Collection entries:
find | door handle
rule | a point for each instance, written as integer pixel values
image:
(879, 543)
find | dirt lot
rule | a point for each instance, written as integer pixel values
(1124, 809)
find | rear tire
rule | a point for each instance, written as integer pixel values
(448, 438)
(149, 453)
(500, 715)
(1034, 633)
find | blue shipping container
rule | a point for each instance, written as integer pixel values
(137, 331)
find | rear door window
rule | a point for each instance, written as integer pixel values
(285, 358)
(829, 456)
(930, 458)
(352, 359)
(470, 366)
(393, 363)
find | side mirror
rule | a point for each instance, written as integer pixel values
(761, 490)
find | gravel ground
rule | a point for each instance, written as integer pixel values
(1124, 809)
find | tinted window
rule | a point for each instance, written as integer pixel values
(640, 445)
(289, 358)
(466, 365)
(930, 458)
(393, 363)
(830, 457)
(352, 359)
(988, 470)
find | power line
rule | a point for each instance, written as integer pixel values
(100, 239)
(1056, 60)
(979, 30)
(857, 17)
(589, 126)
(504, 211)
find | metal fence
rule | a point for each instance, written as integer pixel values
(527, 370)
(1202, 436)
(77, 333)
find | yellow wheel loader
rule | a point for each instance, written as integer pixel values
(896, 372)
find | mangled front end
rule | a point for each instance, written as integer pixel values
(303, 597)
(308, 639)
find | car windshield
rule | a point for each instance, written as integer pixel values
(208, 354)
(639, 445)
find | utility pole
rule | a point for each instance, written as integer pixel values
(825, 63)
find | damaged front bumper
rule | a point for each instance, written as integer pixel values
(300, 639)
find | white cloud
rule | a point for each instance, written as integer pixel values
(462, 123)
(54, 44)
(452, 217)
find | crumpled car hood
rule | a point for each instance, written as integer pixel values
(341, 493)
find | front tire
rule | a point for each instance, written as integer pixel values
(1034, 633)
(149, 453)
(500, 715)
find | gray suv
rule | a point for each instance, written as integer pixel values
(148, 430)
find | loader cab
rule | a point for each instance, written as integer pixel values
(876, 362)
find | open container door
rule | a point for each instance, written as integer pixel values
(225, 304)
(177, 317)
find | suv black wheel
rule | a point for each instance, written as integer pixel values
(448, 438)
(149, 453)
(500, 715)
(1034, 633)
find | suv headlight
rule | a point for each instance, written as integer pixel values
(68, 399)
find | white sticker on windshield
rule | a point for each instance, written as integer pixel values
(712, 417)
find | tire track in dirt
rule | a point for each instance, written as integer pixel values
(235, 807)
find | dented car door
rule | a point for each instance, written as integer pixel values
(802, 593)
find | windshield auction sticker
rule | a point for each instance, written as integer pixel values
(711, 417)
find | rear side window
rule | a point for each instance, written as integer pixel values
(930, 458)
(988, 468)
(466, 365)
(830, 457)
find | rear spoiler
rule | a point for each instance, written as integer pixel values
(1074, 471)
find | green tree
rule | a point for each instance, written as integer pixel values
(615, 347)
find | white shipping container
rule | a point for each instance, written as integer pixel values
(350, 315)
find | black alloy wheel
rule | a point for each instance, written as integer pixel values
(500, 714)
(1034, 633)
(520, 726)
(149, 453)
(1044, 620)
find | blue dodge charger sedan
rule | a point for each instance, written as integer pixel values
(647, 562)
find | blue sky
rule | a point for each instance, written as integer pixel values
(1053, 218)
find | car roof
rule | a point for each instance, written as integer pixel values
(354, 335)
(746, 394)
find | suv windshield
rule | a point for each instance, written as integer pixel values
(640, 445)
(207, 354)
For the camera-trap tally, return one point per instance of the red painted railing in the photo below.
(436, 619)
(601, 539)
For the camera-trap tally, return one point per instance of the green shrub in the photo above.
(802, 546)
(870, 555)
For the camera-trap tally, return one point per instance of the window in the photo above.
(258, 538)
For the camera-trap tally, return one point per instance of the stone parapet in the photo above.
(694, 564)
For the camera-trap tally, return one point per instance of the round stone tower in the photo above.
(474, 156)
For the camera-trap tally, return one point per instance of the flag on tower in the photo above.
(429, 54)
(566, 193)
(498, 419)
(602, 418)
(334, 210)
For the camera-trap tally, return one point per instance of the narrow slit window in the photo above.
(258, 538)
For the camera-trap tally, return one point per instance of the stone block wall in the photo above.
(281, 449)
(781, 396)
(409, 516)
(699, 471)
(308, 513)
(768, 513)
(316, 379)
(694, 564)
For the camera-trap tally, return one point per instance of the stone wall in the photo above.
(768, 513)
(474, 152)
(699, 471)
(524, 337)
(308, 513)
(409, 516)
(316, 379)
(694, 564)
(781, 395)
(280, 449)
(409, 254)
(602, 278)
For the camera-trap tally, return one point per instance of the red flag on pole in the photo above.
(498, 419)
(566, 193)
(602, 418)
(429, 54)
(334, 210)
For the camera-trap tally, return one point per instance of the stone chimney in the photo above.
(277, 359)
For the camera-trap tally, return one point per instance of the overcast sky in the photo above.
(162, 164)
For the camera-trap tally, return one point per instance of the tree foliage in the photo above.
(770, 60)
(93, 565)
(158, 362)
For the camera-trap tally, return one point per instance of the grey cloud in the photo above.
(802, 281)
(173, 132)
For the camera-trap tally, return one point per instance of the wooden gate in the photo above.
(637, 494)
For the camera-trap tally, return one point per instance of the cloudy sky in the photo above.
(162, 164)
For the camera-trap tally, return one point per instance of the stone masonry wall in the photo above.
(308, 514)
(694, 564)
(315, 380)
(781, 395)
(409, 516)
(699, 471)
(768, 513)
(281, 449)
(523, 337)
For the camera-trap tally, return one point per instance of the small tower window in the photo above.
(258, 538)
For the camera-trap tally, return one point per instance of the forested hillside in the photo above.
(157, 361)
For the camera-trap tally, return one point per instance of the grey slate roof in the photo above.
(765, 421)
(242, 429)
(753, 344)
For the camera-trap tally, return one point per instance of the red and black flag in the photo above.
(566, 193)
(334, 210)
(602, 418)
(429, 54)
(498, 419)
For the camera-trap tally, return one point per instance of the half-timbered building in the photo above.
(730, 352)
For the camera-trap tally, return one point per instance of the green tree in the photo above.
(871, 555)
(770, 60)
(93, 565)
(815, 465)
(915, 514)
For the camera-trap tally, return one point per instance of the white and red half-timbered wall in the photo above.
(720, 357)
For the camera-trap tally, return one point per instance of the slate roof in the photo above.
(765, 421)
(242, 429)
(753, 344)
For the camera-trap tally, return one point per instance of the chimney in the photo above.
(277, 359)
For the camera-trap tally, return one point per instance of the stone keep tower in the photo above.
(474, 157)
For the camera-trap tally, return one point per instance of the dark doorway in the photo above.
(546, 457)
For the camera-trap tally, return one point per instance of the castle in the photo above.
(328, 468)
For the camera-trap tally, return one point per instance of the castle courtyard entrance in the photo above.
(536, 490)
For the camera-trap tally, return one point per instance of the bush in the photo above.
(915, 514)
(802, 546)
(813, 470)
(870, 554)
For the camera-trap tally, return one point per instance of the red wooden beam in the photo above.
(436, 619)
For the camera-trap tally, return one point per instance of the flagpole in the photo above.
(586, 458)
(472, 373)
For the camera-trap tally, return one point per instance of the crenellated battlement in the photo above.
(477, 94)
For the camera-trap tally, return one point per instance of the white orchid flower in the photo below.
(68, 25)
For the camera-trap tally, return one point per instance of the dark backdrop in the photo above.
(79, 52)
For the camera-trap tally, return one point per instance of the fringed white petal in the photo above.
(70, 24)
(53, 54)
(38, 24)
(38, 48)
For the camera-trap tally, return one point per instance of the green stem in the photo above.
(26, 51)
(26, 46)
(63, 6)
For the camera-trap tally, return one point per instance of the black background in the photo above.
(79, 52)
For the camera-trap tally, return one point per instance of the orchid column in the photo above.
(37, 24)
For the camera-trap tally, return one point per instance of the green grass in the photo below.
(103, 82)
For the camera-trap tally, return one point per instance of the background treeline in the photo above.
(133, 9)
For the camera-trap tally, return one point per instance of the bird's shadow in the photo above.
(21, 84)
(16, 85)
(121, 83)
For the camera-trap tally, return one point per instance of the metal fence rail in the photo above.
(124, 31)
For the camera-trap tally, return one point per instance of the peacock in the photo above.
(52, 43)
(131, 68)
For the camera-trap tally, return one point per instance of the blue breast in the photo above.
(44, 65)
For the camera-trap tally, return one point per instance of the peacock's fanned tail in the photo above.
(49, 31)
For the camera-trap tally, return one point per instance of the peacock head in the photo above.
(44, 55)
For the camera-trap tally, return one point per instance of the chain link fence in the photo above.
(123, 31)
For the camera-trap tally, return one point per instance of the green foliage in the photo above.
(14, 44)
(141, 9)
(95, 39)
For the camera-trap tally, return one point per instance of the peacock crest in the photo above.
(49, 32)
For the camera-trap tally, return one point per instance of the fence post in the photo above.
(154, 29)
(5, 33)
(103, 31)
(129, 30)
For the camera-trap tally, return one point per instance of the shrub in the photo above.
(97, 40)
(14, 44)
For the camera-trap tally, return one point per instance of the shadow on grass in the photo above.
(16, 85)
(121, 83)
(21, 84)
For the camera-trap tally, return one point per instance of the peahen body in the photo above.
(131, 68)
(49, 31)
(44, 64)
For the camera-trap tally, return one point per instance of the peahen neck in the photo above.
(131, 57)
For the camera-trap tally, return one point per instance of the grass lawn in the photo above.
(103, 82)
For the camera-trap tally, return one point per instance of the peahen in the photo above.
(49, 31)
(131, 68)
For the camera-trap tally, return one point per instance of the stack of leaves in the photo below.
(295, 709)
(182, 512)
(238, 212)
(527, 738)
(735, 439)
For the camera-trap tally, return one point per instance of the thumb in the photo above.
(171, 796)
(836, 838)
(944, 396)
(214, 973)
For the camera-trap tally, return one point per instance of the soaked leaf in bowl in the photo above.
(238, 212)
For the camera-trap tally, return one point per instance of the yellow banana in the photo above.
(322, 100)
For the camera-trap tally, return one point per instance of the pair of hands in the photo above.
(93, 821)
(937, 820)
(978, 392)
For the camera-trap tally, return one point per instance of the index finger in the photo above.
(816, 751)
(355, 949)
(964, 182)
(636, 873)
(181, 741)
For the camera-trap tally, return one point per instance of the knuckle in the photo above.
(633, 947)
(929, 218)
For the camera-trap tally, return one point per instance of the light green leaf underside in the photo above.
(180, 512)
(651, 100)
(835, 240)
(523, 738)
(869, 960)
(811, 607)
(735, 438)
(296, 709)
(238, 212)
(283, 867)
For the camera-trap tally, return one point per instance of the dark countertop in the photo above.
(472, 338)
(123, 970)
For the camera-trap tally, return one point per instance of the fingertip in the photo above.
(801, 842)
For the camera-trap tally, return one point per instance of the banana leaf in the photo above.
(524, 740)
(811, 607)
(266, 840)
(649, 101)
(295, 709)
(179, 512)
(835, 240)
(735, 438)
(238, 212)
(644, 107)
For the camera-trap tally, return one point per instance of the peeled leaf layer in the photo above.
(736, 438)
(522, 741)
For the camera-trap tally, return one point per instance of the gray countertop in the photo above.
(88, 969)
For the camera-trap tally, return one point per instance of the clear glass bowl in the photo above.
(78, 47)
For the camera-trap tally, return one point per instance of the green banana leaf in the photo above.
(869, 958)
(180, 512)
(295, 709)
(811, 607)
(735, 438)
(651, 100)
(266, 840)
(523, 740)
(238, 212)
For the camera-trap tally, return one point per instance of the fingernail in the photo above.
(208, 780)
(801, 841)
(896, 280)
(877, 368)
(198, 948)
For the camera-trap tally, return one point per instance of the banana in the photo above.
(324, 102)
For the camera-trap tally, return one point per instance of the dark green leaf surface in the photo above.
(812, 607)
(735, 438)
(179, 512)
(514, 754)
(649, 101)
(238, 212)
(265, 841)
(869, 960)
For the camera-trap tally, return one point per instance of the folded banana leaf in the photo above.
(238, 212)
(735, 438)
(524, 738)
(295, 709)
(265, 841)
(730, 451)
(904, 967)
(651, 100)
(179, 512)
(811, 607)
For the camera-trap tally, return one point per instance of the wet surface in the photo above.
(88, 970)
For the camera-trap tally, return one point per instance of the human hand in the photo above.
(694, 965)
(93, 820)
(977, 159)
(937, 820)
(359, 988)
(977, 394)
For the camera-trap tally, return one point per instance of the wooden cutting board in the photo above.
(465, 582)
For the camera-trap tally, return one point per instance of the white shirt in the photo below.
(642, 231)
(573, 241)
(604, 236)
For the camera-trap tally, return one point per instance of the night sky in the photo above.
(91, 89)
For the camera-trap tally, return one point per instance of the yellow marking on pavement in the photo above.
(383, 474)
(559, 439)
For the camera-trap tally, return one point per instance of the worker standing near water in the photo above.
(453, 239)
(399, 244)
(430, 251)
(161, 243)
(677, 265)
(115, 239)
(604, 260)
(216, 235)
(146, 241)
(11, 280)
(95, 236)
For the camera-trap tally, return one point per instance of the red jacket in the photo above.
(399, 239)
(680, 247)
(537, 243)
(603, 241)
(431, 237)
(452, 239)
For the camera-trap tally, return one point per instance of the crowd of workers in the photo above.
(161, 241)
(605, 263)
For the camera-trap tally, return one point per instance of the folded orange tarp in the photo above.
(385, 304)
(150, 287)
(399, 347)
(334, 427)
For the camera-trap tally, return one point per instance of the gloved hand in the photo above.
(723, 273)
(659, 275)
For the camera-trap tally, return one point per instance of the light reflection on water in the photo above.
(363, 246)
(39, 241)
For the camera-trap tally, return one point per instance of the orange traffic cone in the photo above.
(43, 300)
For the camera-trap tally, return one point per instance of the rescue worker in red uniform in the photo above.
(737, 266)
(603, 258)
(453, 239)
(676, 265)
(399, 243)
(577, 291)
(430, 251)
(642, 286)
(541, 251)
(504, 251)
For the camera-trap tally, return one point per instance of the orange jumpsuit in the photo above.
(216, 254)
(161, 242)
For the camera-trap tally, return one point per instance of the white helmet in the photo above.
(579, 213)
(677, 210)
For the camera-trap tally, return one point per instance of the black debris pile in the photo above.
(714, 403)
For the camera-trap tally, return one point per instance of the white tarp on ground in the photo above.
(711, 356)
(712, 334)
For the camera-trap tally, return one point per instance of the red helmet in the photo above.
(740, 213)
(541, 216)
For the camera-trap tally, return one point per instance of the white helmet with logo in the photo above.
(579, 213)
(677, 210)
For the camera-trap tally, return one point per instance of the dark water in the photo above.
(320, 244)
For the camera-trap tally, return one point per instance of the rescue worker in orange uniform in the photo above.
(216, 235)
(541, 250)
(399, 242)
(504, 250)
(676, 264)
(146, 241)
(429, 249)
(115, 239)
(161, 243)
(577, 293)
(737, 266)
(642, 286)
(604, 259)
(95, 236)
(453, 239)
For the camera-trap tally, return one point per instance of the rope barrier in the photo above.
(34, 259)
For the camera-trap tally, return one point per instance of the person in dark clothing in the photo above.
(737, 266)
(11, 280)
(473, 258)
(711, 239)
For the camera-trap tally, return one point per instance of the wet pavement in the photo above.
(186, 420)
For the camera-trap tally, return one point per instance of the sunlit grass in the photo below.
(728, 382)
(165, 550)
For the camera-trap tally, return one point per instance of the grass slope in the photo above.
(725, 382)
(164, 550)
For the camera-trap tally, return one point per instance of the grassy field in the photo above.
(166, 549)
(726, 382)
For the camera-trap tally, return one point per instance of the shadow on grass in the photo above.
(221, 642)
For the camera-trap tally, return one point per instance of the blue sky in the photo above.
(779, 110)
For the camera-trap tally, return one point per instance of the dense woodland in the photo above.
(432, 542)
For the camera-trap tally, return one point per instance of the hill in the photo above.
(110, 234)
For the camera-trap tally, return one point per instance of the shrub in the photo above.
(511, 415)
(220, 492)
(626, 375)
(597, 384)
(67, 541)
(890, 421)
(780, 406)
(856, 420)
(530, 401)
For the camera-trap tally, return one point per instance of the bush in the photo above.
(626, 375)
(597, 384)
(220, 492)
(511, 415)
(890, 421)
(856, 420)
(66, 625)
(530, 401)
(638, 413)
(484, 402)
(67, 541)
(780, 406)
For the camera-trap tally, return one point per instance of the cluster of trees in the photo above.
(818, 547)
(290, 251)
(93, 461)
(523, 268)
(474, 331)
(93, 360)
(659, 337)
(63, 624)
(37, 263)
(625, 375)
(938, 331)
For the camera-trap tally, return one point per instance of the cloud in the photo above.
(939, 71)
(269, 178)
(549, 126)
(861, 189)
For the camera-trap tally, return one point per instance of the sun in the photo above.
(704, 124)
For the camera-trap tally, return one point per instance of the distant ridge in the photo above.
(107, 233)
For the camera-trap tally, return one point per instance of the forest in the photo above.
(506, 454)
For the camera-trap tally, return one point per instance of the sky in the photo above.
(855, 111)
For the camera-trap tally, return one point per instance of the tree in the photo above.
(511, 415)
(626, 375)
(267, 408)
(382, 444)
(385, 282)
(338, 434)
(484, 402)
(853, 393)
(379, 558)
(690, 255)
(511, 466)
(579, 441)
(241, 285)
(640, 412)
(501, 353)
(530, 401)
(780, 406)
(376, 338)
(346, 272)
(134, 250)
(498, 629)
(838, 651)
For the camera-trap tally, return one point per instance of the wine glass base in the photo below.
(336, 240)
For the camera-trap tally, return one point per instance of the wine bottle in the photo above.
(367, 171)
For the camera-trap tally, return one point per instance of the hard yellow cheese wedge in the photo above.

Problem details.
Scan the data above and copy each line containing the word "dirt".

Response.
find | dirt lot
find | tire track in dirt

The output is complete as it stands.